WHAT TO WORK ON >> Copy the records below, swapping each "Target" for "Object" and changing nothing else.

SUPPLIED DATA >>
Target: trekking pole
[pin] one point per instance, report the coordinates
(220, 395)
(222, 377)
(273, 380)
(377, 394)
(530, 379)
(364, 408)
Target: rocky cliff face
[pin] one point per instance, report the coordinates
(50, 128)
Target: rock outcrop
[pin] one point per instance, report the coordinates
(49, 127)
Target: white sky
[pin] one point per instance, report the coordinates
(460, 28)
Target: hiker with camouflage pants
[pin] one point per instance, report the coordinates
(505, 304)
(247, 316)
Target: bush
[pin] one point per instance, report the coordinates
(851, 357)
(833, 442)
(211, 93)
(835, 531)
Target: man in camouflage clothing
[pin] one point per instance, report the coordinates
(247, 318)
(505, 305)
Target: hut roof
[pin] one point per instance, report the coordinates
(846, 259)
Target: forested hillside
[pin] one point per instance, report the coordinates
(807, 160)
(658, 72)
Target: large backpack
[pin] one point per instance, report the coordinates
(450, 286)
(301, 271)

EXERCISE SOLUTION >>
Object: trekking pole
[pin] one point per instance, report the coordinates
(220, 395)
(222, 377)
(273, 380)
(377, 394)
(530, 379)
(364, 408)
Object: rocky cliff face
[pin] one point per instance, report the coordinates
(50, 128)
Object: rock outcrop
[pin] one point per instance, report the coordinates
(49, 127)
Object: white sky
[pin] one point per instance, report the coordinates
(460, 28)
Object: hiker with camouflage pants
[pin] one point per instance, report the coordinates
(505, 304)
(247, 316)
Object: bush
[pin] one point per instance, report the coordinates
(851, 357)
(833, 442)
(211, 93)
(835, 531)
Object: man in camouflage clothing
[pin] one point per instance, report the coordinates
(247, 318)
(505, 305)
Object: hut roof
[pin] one point per instance, report the coordinates
(846, 259)
Object: forested hillside
[pin] one point per instance, report the coordinates
(807, 160)
(658, 72)
Object: large backpack
[pin] one point per instance, report the coordinates
(450, 286)
(301, 271)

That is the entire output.